Problems and tasks =>
a) Answer these three questions from the film essay:
(i) Who wrote The New Wave?
(ii) What book kept the writer company in the bath during an impoverished time?
(iii) Where was the showing advertised in the Austin Chronicle held?
b) Pick up the film essay right after its final sentence and keep writing in the same voice.

Text segment =>
^^^^

She is the girl we can’t have.  And you can’t have me either, world.  Not for free.  Few artists got this.  Alex Chilton got it.  Affonso Beato captured its fleeting presence at twilight in his cinematography.  A bus.  Bus stop.  Joshua Logan.  No, Thora Birch.  Yes.  That route was cancelled in 1956.  Cancelled in 1962.  Mensan I.Q.  Cancelled in 1967.  And still, Thora boards the bus and does the impossible in a magic realism which takes her back over the Mississippi at Baton Rouge…back to Appleton, WI…back to Los Angeles.  The nighttime bores the daylights out of me.  We’re in exile with the Radio Shack and the Allstate and the Chevron and the Shell…  R.I.P. Brad Renfro.

-PD

Vivre sa vie: film en douze tableaux [1962)

This.  This was the film which started it all for me.  My fatal love for cinema.  You must excuse me if I write in the tone which Godard employed.  It is one of the most complex branches of his filmlanguagetree.  And you must excuse me if I dabble Joycean here and there.

Really, it all started with a book by James Monaco called The New Wave.  Once upon a time my paperback copy had a cover.  I believe I paid 50 cents for the book…maybe 25.  But that cover is long gone and now my copy begins with page five.  Ah, but it is all so clear in my memory.  It was bathtub reading.  My first successful experiment with this was a few years previous when I’d read Henry Miller’s The Rosy Crucifixion during a particularly impoverished time.  Unemployed and discouraged, I had given up hope of finding gainful employment and, rather, resorted to afternoon baths with the erotic anarchy of Miller to keep me company.

And so it was…about four years ago, that I made Monaco’s book my mental edification during absolutions.  Yes, the book would inevitably get wet, fall in the water…even on the edge of the tub…but as it died, I lived.

First came Truffaut.  Enjoyable enough.  I rented all of his films I could find and imbibed the criticism of Monaco.  Then came Godard.  I had probably seen a bit of Sympathy for the Devil as a kid.  “What is this pretentious shit?!?,” I must have thought at the time.  Indeed, delving into Godard can be a shock in many, many ways.  Much later (as a young adult) I saw my first JLG film proper.  Week-end.  I was blown away by its brilliance, but still I didn’t equate the cerebral invention as specifically Godardian.  No, I chalked it up to the brilliance of the French in general…along with Renoir and Truffaut.

It would take many years before I returned to French cinema.  Girls came and went.  I changed dwellings often.  And as I started to read Monaco’s chapter on Godard I noticed an ad in the Austin Chronicle for a showing of the film in question:  at the University of Texas student union ballroom.  And it was free!

^^^^

Items from a dataset =>
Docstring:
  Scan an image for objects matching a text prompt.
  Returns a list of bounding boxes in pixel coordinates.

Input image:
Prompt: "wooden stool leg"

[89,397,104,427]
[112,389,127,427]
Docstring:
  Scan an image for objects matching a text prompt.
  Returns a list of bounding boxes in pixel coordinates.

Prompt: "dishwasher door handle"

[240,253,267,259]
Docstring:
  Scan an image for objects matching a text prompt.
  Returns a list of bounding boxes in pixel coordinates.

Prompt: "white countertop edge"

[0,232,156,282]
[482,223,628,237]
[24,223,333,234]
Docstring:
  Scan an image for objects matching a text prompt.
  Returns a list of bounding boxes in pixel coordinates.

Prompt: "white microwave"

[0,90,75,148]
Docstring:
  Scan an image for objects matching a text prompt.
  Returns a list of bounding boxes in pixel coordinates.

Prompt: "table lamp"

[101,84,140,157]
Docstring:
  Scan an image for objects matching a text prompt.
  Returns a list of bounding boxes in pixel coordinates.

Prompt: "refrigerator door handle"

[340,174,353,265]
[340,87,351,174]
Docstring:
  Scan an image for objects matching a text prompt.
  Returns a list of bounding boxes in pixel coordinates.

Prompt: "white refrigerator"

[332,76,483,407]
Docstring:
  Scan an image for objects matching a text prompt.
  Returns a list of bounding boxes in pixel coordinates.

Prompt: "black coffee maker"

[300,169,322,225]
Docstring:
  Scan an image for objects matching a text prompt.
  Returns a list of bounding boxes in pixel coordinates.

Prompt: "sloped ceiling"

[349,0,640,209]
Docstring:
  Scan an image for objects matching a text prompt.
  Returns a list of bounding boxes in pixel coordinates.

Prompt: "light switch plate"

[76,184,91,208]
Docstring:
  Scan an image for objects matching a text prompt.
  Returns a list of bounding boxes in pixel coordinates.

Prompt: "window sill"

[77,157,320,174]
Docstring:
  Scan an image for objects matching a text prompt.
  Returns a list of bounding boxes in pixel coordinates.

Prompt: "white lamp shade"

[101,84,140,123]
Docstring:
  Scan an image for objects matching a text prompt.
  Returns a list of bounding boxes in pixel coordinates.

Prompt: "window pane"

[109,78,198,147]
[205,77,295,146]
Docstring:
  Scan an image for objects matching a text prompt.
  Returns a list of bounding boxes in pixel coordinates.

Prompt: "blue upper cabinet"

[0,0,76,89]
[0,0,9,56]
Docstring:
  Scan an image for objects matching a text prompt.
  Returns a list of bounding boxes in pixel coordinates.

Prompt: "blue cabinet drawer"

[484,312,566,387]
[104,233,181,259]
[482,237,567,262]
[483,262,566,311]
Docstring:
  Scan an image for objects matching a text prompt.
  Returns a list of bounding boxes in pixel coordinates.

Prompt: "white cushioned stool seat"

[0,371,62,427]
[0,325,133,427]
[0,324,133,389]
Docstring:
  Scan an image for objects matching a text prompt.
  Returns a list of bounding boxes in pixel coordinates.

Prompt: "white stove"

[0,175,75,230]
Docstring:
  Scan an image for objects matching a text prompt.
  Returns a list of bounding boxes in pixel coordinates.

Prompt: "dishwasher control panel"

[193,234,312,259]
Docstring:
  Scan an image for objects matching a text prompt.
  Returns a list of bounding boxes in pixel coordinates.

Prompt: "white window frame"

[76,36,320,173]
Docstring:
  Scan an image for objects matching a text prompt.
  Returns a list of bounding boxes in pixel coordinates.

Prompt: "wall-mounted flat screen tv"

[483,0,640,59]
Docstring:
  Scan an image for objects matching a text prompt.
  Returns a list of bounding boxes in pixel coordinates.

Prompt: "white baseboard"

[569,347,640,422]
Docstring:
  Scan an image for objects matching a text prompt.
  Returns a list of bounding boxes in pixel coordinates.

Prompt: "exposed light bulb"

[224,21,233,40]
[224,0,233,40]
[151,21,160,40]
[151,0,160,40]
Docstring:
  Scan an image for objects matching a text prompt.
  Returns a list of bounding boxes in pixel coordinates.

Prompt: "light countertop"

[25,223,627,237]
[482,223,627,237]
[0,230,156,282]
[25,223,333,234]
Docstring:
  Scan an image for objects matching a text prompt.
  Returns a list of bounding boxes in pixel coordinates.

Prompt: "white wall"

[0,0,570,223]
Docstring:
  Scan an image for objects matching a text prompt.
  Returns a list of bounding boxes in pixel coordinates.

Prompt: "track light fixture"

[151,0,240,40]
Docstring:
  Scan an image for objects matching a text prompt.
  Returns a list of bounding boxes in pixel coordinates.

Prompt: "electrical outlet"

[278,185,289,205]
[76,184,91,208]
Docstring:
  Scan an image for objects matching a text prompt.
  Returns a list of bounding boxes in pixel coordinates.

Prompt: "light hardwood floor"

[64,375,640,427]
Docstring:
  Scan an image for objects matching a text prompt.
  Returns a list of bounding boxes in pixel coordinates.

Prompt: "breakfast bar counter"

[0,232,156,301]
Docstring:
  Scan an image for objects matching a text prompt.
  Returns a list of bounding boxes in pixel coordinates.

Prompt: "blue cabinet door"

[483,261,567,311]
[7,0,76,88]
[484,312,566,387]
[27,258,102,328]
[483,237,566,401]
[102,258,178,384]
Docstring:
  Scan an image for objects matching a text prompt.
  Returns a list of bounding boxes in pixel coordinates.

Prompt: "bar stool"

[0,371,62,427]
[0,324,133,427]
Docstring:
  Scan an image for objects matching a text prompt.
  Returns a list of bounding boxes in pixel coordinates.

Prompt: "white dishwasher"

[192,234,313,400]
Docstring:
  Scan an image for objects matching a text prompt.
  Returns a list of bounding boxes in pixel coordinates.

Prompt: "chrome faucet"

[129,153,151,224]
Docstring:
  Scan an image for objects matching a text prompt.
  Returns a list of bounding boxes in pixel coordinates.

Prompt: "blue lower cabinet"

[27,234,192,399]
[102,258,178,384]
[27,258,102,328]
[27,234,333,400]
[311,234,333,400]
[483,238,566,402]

^^^^

Responses in order =>
a)
(i) James Monaco
(ii) Henry Miller's The Rosy Crucifixion
(iii) The University of Texas student union ballroom

b)
And so I strode off into the night and paid to park my car…it must have been December…a cold night if I remember.  I sat amongst what, at the time, I didn’t realize to be film students.  The whole concept was foreign to me.  It didn’t even register that UT had a film department.  I was a professional musician.  I knew music.  That was it.

And then it started.  “Somebody better check the projector,” I thought (as the sound seemed to sputter in stops and starts).  Something’s not right here.  Is she moving?  Yes!  You can see her lips move.  Wait, I just saw her blink!

And so Godard ushered the world (including Susan Sontag, back in the day) into his third feature film.  Hot off the unexpected success of Breathless and the 180 turn that was A Woman is a Woman, Godard again turned the tables on audiences.  The stark noir is reminiscent of Godard’s first film, but the mood is…moody.

This is, without a doubt, my favorite of Godard’s classic-era films.  I think it is the best movie he ever made.  His great work is Histoire(s) du cinema, but that is really other as Roland Kirk might have said.

We see Godard challenging himself here…filming actors from behind (multiple times throughout this picture).  After two features, he seemed ready to push, push…farther.  But along with these dodecaphonic experiments, there is still the magic of chance (?) like the woman emerging from the alley across the street, running as if late (while Anna Karina and mate play a leisurely game of pinball [another motif, that]).

This entire website owes its visual stamp to the third tableau:  La Passion de Jeanne d’Arc.  Karina sits in a movie theater, perhaps trying to forget her woes, and (to paraphrase Neil Young) she falls in love with an actress…playing a part she could understand.  The mysterious Renée Jeanne Falconetti…who only appears in this film and two others according to IMDB (one being a short, the other a blank page on Wikipedia)…  Suffice it to say that “Falconetti” (as someone in the theater (Godard?) can be heard to say during the silent scene-within-a-scene) is known today almost exclusively for her role in this Carl Th. Dreyer masterpiece from 1928.  As Anna Karina watches Falconetti and Antonin Artaud (also an actor in this film), she is brought to tears in what is the most cinematically delicate and gossamer-perfect moment of Godard’s entire (ongoing) career.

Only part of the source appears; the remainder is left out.